## start Data

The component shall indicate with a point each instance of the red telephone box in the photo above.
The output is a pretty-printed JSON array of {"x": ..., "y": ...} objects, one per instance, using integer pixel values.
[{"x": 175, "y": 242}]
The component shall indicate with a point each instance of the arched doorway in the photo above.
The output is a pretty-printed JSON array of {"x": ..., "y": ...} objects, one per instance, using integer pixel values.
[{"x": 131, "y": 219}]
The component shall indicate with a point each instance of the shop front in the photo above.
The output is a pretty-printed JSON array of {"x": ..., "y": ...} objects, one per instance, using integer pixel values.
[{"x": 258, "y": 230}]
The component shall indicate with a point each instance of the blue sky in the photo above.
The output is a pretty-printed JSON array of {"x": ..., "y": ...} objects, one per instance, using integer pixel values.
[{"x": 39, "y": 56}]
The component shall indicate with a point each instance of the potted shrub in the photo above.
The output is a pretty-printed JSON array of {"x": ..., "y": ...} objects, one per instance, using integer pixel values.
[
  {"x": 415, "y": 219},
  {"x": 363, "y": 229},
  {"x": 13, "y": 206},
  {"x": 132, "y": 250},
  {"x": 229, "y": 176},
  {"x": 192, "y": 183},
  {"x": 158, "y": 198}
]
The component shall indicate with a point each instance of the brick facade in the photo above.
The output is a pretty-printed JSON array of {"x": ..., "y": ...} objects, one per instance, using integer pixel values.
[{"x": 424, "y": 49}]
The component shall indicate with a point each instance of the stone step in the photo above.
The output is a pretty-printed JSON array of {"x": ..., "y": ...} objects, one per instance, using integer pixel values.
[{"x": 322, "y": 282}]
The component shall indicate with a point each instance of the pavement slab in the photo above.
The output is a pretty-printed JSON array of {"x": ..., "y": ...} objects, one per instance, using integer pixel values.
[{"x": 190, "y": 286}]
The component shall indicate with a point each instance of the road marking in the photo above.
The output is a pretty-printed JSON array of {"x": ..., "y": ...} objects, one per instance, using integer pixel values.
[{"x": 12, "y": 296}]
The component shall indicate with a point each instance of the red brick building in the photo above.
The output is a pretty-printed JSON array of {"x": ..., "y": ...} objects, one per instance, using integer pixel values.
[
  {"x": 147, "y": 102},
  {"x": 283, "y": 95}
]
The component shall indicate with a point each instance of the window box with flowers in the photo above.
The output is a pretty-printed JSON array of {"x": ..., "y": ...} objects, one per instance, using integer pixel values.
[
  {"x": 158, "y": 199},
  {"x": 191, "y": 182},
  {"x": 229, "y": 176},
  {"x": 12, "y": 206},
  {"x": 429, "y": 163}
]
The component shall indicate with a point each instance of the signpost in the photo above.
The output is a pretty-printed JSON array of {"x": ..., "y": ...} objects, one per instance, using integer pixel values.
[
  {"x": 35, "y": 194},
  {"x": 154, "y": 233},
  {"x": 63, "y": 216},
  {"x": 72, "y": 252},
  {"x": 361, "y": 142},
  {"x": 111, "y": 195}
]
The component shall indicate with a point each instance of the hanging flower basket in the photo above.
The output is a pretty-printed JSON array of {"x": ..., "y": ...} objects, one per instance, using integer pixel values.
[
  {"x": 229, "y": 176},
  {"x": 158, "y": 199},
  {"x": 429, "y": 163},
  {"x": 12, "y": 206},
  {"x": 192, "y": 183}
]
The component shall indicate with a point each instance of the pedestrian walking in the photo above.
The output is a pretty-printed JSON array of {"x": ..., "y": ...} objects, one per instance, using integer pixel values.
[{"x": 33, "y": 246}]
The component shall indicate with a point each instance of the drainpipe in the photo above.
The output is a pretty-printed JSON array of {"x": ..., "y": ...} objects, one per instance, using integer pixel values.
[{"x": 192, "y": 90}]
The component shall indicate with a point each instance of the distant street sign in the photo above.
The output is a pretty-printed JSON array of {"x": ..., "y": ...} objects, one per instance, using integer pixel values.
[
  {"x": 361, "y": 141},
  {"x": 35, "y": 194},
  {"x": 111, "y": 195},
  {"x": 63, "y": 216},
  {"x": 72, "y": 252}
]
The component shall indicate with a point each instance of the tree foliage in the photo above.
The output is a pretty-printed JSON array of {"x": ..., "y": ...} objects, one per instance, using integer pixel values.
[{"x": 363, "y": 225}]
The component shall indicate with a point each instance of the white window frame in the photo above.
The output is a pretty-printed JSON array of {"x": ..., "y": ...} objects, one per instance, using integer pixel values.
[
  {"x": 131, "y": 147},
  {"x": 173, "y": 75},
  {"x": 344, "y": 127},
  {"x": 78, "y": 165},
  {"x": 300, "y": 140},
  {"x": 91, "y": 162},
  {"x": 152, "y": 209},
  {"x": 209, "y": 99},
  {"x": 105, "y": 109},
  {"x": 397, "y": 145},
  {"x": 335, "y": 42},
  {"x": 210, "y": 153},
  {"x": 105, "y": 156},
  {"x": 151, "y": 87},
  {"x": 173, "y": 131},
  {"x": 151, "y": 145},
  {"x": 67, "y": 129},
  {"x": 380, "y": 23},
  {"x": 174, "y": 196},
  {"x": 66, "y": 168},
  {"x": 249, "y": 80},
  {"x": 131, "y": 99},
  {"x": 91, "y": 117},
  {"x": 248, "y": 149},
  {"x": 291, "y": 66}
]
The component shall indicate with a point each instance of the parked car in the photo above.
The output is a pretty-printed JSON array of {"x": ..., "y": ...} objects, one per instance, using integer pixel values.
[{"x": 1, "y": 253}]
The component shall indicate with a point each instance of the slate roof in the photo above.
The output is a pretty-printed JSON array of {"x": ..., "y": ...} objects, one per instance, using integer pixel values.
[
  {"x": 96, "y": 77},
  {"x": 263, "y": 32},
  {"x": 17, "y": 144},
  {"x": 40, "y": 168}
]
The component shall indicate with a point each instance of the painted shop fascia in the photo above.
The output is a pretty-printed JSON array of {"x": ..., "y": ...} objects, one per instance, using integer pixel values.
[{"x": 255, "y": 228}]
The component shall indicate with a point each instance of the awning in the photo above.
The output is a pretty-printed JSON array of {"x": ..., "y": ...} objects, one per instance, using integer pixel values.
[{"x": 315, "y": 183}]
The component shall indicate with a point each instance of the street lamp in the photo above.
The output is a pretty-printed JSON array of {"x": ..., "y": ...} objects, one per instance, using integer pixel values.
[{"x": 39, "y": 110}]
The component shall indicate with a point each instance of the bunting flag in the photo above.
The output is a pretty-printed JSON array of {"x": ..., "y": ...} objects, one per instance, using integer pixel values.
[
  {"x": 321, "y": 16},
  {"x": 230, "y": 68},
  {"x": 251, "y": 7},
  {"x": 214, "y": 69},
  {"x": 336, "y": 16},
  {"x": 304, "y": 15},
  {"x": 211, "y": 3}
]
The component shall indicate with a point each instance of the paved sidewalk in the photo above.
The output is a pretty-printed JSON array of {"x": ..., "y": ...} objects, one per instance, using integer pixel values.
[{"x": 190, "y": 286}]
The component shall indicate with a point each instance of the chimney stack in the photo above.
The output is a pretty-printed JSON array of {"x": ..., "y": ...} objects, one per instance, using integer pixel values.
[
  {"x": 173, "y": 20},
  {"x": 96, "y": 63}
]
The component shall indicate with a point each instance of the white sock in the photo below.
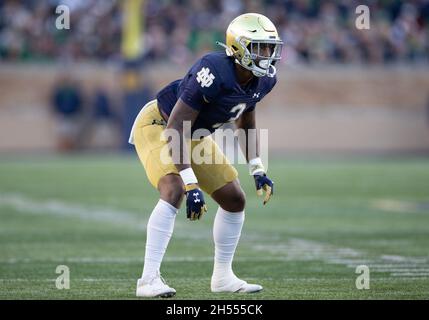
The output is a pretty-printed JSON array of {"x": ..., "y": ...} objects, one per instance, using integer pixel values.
[
  {"x": 226, "y": 234},
  {"x": 159, "y": 230}
]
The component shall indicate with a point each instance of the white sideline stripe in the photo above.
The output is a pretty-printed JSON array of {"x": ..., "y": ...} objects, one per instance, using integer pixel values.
[
  {"x": 305, "y": 250},
  {"x": 62, "y": 209}
]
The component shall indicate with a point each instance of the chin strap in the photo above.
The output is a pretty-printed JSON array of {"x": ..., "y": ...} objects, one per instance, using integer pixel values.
[{"x": 259, "y": 72}]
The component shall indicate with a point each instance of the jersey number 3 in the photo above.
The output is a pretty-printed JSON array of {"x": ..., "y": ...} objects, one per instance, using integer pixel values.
[{"x": 239, "y": 108}]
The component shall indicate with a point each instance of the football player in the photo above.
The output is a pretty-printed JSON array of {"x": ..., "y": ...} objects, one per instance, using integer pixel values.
[{"x": 220, "y": 87}]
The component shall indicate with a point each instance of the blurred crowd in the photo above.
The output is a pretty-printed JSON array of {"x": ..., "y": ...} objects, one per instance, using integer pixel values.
[{"x": 314, "y": 31}]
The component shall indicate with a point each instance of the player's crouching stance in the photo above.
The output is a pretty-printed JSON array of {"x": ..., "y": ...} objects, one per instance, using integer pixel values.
[{"x": 219, "y": 88}]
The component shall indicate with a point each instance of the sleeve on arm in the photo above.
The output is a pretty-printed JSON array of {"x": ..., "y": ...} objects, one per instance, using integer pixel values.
[{"x": 203, "y": 85}]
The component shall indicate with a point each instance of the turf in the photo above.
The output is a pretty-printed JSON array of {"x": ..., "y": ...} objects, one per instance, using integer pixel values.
[{"x": 88, "y": 212}]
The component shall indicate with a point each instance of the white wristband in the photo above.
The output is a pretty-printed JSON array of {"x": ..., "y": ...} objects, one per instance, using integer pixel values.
[
  {"x": 188, "y": 176},
  {"x": 256, "y": 166}
]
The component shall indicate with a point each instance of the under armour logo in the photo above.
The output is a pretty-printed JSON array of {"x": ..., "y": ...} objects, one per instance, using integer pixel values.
[
  {"x": 205, "y": 78},
  {"x": 195, "y": 194}
]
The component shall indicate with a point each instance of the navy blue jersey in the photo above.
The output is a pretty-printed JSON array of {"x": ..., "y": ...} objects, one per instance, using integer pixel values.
[{"x": 211, "y": 87}]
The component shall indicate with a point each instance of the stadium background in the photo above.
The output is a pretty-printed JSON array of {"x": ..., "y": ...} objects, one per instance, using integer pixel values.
[{"x": 348, "y": 138}]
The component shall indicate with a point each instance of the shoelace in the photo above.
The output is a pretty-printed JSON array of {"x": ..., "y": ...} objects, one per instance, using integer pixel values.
[{"x": 158, "y": 276}]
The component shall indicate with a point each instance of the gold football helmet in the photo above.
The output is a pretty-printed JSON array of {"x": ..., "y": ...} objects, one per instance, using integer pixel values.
[{"x": 253, "y": 41}]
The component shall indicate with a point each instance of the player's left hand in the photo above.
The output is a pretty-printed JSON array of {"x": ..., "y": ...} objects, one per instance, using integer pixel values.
[
  {"x": 195, "y": 204},
  {"x": 263, "y": 183}
]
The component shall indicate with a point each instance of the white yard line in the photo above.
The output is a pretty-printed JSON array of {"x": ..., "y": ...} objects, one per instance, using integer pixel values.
[
  {"x": 305, "y": 250},
  {"x": 121, "y": 218},
  {"x": 393, "y": 205},
  {"x": 59, "y": 208}
]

## end Data

▶ **Requirement**:
Write out exactly the lines of the entries above that run from the line containing "background in the photo above." through the last line, including both.

▶ **Complete output**:
The component shall indicate with a point each instance of the stadium background in the photo above.
The output is a pretty-printed JSON array of {"x": ..., "y": ...} objects, one per instance, using integer pixel values.
[{"x": 348, "y": 138}]
The component shall indicate with a point each instance of the shoelace in the photo above.
The output is a pretty-printed JSON array of {"x": ..., "y": ...} objects, one per instance, using integer pixel values.
[{"x": 158, "y": 276}]
The component shall indicate with a point each instance of the gold football helmet in the photo above.
The output is a pretty-printed JSON array of {"x": ..., "y": ...} objects, one per instance, using integer pixel values.
[{"x": 253, "y": 41}]
The component shall indicate with a point each instance of the player's left hand in the photo above.
The output is a pretty-printed JSON array of {"x": ..., "y": ...} objects, one per instance, using integer pixel values.
[
  {"x": 195, "y": 204},
  {"x": 263, "y": 183}
]
The component shall indicate with a point each instance of the white yard line in the photo above.
The output is a pretty-printed JSON array of {"x": ..., "y": ...} objects, one per instance, using integer pixel values.
[
  {"x": 305, "y": 250},
  {"x": 121, "y": 218},
  {"x": 393, "y": 205},
  {"x": 59, "y": 208}
]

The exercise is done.